[Saved entries]
=== Begin Enclosure ===

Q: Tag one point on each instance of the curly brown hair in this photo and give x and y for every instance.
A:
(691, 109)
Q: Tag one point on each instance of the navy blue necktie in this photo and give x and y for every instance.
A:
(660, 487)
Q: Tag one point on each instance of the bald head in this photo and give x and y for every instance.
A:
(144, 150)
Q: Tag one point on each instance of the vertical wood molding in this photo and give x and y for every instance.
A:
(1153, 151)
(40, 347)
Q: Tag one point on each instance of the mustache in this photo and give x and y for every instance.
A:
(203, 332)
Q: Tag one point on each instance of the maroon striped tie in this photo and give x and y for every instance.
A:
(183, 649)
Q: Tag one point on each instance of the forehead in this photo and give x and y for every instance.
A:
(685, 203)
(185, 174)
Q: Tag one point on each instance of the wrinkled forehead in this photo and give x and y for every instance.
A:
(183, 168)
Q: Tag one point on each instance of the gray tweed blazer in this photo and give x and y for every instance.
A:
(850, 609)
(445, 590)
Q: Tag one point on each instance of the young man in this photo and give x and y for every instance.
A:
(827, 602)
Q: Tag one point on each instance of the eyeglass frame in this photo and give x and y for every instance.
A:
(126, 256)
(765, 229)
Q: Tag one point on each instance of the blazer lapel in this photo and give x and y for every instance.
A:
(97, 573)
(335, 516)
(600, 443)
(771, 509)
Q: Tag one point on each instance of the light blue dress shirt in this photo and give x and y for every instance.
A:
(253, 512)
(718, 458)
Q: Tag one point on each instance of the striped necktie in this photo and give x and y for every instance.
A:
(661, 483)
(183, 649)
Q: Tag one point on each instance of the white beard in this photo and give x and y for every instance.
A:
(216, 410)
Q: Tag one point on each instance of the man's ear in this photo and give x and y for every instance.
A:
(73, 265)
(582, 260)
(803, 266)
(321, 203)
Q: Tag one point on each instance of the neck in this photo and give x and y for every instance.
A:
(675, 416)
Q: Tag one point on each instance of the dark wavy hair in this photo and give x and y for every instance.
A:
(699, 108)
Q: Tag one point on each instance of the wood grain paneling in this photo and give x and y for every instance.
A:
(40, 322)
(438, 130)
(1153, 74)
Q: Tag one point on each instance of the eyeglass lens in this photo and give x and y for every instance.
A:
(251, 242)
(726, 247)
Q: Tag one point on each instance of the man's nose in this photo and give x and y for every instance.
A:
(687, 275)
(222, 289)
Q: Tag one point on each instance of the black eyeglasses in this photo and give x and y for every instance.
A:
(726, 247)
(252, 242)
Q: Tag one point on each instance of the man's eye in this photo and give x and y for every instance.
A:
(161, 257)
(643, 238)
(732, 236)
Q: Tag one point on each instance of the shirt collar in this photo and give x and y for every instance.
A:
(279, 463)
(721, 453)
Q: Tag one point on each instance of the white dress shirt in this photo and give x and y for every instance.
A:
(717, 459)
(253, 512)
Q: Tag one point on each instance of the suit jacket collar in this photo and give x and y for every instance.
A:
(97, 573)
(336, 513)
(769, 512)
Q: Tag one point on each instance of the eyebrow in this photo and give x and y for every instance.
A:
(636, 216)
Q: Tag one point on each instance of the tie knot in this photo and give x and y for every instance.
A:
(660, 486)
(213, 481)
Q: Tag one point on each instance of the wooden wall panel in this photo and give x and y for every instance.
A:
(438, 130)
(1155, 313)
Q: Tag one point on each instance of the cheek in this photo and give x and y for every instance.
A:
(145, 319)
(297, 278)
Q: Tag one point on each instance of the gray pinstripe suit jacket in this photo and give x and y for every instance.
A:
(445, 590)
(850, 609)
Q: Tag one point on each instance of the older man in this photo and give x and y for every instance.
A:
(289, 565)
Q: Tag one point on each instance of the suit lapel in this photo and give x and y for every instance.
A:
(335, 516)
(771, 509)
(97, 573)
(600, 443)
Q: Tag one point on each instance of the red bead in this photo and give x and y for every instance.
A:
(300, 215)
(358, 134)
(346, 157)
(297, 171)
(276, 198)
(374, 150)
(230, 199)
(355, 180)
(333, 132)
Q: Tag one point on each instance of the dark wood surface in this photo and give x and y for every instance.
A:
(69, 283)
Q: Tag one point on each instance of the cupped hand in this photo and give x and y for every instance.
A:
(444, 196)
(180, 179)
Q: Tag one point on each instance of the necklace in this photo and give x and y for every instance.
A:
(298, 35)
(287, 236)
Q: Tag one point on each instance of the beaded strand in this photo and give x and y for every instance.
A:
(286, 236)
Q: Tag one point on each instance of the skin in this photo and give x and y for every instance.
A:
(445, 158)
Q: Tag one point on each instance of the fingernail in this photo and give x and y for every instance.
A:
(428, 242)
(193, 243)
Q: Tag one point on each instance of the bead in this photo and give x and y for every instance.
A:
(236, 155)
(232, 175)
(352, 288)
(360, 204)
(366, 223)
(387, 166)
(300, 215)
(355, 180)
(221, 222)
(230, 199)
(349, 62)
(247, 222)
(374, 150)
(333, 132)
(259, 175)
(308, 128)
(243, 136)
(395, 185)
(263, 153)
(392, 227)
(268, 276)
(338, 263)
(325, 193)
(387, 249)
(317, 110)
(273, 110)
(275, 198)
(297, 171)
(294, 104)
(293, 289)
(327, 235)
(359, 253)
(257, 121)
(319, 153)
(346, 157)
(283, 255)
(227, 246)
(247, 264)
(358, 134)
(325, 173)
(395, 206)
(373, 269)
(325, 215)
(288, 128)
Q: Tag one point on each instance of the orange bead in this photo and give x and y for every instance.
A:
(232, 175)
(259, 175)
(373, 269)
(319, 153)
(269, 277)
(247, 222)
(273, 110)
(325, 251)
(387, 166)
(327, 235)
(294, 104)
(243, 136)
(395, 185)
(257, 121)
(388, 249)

=== End Enclosure ===
=== Begin Enclosure ===

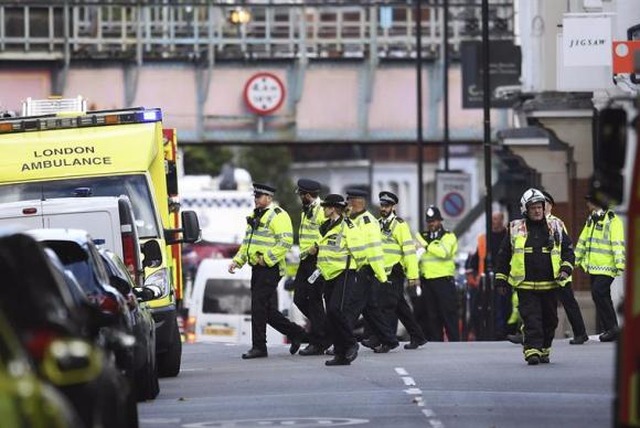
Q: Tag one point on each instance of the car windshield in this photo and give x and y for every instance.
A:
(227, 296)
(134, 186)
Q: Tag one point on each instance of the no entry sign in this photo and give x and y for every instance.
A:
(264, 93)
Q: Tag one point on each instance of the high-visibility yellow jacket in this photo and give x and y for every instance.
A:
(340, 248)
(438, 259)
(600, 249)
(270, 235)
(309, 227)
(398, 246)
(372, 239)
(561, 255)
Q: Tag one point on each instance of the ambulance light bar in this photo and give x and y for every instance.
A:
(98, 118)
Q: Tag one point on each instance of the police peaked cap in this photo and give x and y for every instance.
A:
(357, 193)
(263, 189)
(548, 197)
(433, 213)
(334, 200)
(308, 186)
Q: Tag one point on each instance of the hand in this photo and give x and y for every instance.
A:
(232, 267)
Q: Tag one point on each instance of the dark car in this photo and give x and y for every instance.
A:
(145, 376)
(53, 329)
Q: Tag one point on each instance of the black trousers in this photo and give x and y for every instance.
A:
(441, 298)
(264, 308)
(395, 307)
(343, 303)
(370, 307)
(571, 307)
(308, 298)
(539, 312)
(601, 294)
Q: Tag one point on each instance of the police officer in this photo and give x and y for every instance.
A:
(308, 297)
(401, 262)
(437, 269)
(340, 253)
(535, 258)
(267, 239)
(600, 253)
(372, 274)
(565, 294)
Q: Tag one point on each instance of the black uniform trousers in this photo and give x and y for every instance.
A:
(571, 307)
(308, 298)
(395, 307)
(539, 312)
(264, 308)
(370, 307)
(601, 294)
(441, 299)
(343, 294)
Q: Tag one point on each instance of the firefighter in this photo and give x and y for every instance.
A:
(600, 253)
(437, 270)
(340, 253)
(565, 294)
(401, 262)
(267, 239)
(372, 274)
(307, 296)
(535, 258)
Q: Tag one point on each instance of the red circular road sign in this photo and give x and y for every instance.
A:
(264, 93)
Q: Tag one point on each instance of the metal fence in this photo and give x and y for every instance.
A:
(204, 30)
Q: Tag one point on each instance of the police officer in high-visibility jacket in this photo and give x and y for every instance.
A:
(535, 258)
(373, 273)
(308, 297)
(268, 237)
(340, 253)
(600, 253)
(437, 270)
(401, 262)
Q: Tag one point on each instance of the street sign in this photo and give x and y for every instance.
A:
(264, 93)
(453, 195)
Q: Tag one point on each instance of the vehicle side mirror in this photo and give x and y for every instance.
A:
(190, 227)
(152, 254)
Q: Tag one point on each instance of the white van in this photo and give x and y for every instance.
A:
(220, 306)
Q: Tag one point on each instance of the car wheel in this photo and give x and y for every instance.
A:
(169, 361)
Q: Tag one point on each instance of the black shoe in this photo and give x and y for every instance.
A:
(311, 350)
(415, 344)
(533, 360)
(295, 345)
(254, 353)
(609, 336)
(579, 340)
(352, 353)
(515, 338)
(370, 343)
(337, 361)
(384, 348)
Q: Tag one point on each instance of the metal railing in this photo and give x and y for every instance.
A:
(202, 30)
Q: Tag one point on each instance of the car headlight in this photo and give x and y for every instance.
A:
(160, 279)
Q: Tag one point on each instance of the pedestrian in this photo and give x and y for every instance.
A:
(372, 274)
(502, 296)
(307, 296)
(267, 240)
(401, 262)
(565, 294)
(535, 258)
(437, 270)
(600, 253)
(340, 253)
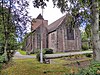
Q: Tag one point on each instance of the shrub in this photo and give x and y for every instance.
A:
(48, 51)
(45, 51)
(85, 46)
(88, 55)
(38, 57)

=== End Enclosure ===
=== Begin Enclosure ===

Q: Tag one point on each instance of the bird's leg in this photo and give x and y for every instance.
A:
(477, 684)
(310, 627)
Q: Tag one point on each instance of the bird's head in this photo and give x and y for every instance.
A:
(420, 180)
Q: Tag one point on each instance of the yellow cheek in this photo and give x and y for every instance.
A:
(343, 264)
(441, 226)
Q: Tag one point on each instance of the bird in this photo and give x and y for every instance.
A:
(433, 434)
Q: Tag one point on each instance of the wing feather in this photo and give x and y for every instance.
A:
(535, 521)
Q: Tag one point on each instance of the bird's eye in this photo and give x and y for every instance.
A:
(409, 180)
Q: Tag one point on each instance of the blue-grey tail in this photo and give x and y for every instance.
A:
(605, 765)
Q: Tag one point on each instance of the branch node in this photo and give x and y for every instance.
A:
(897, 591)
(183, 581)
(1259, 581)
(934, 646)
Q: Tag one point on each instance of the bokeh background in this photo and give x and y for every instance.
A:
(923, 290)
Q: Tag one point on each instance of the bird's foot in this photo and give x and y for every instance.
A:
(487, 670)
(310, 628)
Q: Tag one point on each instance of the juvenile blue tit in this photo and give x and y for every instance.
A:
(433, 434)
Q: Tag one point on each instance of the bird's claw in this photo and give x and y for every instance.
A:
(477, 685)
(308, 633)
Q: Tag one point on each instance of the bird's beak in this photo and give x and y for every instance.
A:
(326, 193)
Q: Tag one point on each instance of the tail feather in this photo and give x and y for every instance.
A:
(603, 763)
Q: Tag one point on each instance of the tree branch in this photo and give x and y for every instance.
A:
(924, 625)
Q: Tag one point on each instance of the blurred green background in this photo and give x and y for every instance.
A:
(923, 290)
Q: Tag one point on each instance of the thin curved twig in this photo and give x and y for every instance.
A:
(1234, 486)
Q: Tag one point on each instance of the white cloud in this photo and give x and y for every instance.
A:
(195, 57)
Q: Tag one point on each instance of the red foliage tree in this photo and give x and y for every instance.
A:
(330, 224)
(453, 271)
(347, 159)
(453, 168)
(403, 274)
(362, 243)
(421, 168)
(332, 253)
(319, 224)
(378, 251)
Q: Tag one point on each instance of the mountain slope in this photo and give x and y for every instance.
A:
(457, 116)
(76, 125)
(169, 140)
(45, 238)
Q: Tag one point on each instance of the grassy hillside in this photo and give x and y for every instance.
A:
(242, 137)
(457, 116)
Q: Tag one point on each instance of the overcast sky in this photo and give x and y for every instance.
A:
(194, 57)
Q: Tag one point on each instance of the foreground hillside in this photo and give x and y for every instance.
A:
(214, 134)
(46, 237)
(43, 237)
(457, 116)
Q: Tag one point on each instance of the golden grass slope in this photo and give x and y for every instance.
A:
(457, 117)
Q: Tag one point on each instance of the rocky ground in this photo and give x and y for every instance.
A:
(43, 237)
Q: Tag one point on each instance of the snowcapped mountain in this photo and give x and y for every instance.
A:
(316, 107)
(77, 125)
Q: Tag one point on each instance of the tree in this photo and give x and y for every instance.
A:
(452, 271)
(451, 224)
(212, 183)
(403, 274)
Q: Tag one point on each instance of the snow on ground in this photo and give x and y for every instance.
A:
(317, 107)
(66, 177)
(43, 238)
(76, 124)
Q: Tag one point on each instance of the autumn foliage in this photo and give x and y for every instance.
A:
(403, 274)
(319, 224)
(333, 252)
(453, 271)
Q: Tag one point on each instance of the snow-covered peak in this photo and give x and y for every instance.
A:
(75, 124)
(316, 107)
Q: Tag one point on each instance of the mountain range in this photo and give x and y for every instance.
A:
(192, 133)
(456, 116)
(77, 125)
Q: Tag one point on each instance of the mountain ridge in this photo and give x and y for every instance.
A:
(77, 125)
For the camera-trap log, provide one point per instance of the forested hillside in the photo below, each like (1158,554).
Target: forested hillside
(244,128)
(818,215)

=== End Enclosure ===

WHAT THE TASK ASKS – Reproduce exactly the entries above, limited to the lines from the one with "Q: Tag one point on each instance of the curly" through the one with "Q: Tag one point on each instance of the wrinkled", both included.

OUTPUT FOR THIS TASK –
Q: Tag one point on each instance of the curly brown hair in this photo and give x and y for every instance.
A:
(691, 109)
Q: Tag one point on each instance of the navy blue necktie in this photo and give x and y for every instance.
A:
(660, 487)
Q: Tag one point on each instance of the bald head in this photo and give x and y for every instance.
A:
(144, 150)
Q: Tag one point on each instance of the vertical wood molding in this photo and give x and y for every instance.
A:
(1153, 151)
(40, 347)
Q: Tag one point on each instance of the mustache in this photo and give x and y for every instance.
A:
(203, 332)
Q: Tag one point on each instance of the maroon striped tie in this photo and give x and y for every instance.
A:
(183, 649)
Q: Tag one point on each instance of the forehead in this photo and give x and y for every instance.
A:
(685, 203)
(185, 174)
Q: Tag one point on each instance of the wrinkled forehead in this photo and give x and y for every instance.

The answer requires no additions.